> Le prochain roman de Jean-Christophe Grangé, intitulé Le Serment des Limbes, sort début mars !

 

 

   

   


Albin Michel, 5 avril 2004.
Même s'il reconnaît qu'Internet n'est pas un de ses passe-temps favoris, Jean-Christophe Grangé a parcouru les pages du site Rivières Pourpres et apprécié le travail que cela représentait. Il a donc très gentiment accepté de m'accorder une interview chez Albin Michel.

 

 

Première Partie de l'interview :
Les débuts d'un écrivain

Nicolas - Le Vol des Cigognes (1) est paru en 1994. Dix ans se sont écoulés depuis. Le Vol des Cigognes a connu un succès relatif au début, Les Rivières Pourpres (2) vous ont apporté la consécration, vous avez fait des petits détours par le cinéma. Y'a-t-il eu pour vous dans cette décennie un épisode particulièrement marquant ?

Jean-Christophe Grangé - Tout d'abord, ce qui me marque aujourd'hui c'est de voir à quel point les gens aiment les Cigognes. J'ai beau écrire de nouveaux livres, pour beaucoup de personnes, Le Vol des Cigognes reste le livre qui les a le plus marqués.
A l'heure actuelle, sur les Cigognes, on est en attente du film, avec un réalisateur qui s'appelle Gilles Mimouni et qui a réalisé L'appartement. Pour l'instant, je n'ai pas de nouvelles mais ce projet me tient à cœur. C'est un film énorme, et j'espère qu'il va se faire le mieux possible parce que le livre est, pour beaucoup de personnes, vraiment le meilleur.

Données à examiner:
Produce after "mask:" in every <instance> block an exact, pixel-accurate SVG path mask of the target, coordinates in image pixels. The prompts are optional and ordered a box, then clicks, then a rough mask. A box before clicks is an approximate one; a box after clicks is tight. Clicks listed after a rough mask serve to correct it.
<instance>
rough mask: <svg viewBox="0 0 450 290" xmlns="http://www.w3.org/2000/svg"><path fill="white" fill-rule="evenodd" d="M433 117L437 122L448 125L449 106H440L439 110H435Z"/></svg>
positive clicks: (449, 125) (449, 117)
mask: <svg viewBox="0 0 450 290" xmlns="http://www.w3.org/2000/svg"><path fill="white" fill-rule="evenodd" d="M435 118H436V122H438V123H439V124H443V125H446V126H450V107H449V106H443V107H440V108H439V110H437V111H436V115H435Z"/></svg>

Objectif visé:
Modifiez le passage de l'entretien avec Jean-Christophe Grangé compris entre "Albin Michel, 5" et "chez Albin Michel.", inclus. Recopiez-le en remplaçant "passe-temps favoris" par "loisirs préférés".

Réponse attendue:
Albin Michel, 5 avril 2004.
Même s'il reconnaît qu'Internet n'est pas un de ses loisirs préférés, Jean-Christophe Grangé a parcouru les pages du site Rivières Pourpres et apprécié le travail que cela représentait. Il a donc très gentiment accepté de m'accorder une interview chez Albin Michel.